-- Start --

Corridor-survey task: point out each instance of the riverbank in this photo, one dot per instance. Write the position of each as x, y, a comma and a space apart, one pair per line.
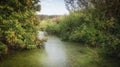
56, 54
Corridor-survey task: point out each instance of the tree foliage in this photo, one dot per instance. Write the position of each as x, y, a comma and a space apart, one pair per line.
18, 24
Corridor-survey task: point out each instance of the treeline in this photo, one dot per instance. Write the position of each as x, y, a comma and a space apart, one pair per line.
18, 24
96, 24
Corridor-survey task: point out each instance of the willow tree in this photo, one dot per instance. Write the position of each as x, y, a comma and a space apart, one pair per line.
18, 24
104, 15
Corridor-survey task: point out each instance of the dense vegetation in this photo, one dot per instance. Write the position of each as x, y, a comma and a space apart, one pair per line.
96, 24
18, 24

-- End --

[Directions for this task] Copy the data starting at the line that contains "Corridor-survey task: point out each instance of the treeline" and ending at the end of the data, keeping every request line unchanged and shifting each coordinate in the answers by adding -122 to it.

[Output for this task]
Corridor-survey task: point out each instance of the treeline in this photo, one dot per instance. Write the position of each as x, y, a comma and a space apart, one pair per line.
-104, -98
-26, -98
Corridor-survey task: point out each instance of the willow tree in this photo, one dot per instance. Write the position of each as x, y, a comma and a space apart, one pair per line.
-104, -98
-18, -107
Corridor-survey task: point out each instance of the dense vegetation in this photo, one dot per instance. Write the position of each as x, y, a comma and a space apart, one pair per line.
-26, -98
-104, -98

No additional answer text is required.